== Consegna ==
Nel testo sull'ondata di caldo, individua per favore tutte le categorie di lavoratori che vengono indicate come esposte a condizioni di lavoro inaccettabili.

== Testo fornito ==
————

Ordinanze, proclami e promesse: intanto si continua a morire sotto il sole

L’ondata di caldo che ha investito l’Italia a partire da giugno non è soltanto un’emergenza climatica, ma un’emergenza sociale e politica. A pagare il prezzo più alto delle temperature estreme sono, ancora una volta, i lavoratori. Operai edili, braccianti agricoli, autisti del trasporto pubblico, personale della logistica: tutti esposti a condizioni di lavoro inaccettabili, spesso senza protezione, acqua, né strumenti adeguati. E nel silenzio generale, si continua a morire.

La risposta istituzionale? Ordinanze regionali e richiami a protocolli “anti-caldo” che sembrano più un tentativo di placare l’opinione pubblica che un reale intervento. L’ultima ordinanza, quella dell’Emilia-Romagna, arriva dopo la morte di un operaio stroncato da un malore durante una gettata di cemento sotto il sole.

Si stabilisce il divieto di lavoro nelle ore più calde nei settori a rischio, ma solo nei giorni da bollino rosso. Misure minime, tardive e in larga parte disattese.

E mentre alcune aziende applicano formalmente queste indicazioni, trovano però il modo di aggirarne lo spirito: tagliano ore e salari, o frammentano la giornata lavorativa in turni spezzati che allungano i tempi di permanenza sul luogo di lavoro senza aumentare la retribuzione. Un paradosso: si lavora meno ma si resta più a lungo, guadagnando di meno.

Nel frattempo, la realtà nei luoghi di lavoro è drammatica: scuolabus privi di aria condizionata, autobus urbani trasformati in forni, uffici pubblici e privati senza impianti di raffrescamento.

In molti casi non viene nemmeno distribuita l’acqua potabile e i dispositivi di protezione individuale sono costruiti con materiali inadeguati alle temperature estreme. Negli appalti pubblici per la ristrutturazione edilizia, il microclima è ignorato, anche quando il finanziamento è statale.

————

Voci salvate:
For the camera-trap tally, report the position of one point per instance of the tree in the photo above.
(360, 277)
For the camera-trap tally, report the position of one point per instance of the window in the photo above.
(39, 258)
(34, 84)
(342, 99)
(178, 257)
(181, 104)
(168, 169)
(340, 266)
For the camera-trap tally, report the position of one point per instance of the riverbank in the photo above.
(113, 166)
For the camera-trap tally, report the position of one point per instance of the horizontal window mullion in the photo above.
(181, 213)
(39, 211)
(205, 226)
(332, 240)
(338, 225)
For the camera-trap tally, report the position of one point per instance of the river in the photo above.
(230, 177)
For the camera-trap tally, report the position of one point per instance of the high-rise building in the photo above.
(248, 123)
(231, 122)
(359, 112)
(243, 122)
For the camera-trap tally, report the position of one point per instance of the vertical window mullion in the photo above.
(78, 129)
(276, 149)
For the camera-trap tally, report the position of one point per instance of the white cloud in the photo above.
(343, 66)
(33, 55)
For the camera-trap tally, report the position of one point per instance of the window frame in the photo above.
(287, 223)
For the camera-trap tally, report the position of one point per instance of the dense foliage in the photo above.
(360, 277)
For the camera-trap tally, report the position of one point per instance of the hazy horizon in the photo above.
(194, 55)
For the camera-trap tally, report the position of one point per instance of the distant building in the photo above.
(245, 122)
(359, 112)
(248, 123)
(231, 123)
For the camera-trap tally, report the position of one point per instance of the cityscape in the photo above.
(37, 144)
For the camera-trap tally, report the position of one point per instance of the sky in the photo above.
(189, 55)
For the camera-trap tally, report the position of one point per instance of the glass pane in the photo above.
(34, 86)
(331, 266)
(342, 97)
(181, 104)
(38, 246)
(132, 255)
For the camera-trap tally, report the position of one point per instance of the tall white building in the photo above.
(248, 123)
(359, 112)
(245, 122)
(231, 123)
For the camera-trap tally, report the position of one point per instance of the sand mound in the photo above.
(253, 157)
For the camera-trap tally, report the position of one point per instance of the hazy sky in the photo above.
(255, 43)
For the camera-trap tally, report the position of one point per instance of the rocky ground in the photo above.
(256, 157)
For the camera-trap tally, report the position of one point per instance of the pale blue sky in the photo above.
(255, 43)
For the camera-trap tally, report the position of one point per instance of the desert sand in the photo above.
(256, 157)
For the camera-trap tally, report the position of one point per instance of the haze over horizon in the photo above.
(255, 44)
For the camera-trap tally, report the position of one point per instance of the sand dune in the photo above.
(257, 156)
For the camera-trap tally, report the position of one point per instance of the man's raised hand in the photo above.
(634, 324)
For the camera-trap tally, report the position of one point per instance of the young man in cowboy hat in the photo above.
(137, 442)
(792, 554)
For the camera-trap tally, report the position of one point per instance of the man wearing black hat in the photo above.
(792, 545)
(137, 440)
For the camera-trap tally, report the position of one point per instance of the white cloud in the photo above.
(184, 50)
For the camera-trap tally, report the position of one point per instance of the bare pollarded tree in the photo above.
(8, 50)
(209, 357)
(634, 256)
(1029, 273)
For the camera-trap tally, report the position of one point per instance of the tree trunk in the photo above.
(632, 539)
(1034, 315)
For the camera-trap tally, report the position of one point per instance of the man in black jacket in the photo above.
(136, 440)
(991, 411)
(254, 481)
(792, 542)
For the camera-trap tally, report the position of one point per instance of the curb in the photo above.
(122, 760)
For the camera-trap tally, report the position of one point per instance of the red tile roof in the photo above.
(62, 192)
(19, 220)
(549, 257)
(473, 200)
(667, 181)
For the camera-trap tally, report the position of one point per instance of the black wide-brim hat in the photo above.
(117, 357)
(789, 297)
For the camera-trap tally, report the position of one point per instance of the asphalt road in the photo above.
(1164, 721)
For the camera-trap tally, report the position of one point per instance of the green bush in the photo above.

————

== Soluzione ==
Operai edili, braccianti agricoli, autisti del trasporto pubblico, personale della logistica.